* **TASK STATEMENT**
Retype each line of the material exactly, please, skipping any picture in it.

··· RECORDS PROVIDED ···

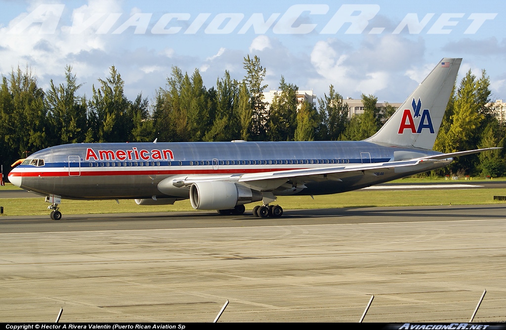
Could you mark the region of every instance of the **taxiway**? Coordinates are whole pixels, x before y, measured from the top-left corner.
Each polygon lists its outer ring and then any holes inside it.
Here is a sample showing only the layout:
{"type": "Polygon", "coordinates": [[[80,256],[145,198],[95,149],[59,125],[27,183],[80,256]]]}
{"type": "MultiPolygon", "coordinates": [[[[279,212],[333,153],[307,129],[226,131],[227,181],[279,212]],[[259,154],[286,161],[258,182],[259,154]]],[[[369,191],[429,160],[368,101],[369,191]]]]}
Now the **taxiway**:
{"type": "Polygon", "coordinates": [[[0,218],[0,321],[467,321],[506,315],[506,205],[0,218]]]}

···

* **PROBLEM SOLUTION**
Could you mark the region of every instance of the **taxiway**? Coordinates are whole pixels, x before y, measured from the top-left corner.
Each polygon lists its outer ring and then any holes inside it.
Here is a sample showing only the layout:
{"type": "Polygon", "coordinates": [[[80,256],[145,198],[95,149],[59,125],[27,183],[80,256]]]}
{"type": "MultiPolygon", "coordinates": [[[[279,212],[333,153],[307,129],[226,131],[227,181],[279,212]],[[259,154],[286,161],[258,182],[259,154]]],[[[369,191],[429,160],[368,101],[369,191]]]]}
Now the **taxiway**:
{"type": "Polygon", "coordinates": [[[0,218],[0,321],[467,321],[506,315],[506,205],[0,218]]]}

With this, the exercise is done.